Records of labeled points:
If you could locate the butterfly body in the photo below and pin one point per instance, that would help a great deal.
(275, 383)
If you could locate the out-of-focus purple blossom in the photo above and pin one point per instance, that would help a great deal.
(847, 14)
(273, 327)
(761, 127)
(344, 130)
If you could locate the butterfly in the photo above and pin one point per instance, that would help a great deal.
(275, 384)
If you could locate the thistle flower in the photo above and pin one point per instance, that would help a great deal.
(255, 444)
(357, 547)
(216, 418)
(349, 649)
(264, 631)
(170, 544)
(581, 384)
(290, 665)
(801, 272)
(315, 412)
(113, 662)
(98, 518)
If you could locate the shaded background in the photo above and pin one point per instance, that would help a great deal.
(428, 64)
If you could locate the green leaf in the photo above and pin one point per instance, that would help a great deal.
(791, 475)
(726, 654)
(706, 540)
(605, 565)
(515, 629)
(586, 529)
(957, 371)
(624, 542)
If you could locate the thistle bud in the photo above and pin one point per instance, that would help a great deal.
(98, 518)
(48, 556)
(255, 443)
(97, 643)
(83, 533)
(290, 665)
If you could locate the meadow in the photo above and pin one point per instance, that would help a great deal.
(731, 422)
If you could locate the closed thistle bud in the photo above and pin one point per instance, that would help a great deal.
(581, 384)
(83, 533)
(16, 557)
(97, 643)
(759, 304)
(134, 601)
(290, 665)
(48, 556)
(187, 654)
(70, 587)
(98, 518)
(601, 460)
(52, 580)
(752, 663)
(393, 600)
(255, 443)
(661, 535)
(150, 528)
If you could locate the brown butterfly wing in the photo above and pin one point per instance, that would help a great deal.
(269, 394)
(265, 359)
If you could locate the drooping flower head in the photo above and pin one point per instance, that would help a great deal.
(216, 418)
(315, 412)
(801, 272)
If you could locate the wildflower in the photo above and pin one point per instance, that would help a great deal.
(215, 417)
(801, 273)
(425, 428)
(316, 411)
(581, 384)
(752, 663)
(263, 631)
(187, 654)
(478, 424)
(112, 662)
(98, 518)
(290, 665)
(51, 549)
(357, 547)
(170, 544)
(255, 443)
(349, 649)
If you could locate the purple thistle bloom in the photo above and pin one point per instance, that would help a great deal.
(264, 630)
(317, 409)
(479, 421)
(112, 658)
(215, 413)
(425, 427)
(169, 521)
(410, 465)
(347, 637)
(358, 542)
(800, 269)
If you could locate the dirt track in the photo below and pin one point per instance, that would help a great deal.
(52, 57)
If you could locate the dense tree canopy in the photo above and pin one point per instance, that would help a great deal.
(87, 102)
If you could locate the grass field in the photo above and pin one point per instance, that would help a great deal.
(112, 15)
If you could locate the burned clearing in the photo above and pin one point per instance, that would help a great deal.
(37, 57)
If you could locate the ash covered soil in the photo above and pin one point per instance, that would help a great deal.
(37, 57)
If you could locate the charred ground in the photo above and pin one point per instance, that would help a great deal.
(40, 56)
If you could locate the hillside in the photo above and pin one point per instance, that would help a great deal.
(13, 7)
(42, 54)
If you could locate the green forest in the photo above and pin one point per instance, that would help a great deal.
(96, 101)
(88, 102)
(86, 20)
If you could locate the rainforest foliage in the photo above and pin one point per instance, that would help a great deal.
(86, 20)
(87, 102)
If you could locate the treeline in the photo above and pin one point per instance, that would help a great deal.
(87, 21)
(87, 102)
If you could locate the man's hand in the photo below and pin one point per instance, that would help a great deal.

▸ **TASK INSTRUCTIONS**
Take the line with "If you could locate the charred" and all lines after it to the last line, and reproduce them exactly.

▸ **CORRECT RESPONSE**
If you could locate the charred ground in the photo above and pin one point per instance, that would help a great deal.
(40, 56)
If you could locate the hillside in the photo above and pin one point per instance, that would help a great deal.
(13, 7)
(42, 54)
If you could locate the green forest in the photo above and pin one point per instance, that would help a great deal.
(96, 101)
(88, 102)
(86, 20)
If you could locate the rainforest foliage in the photo above and pin one point per instance, that would help a great deal.
(86, 20)
(87, 102)
If you could locate the treeline in the photo above and pin one point per instance, that would help a great deal.
(87, 21)
(87, 102)
If you could locate the man's hand in the photo below and pin one point per instance, that would help a great deal.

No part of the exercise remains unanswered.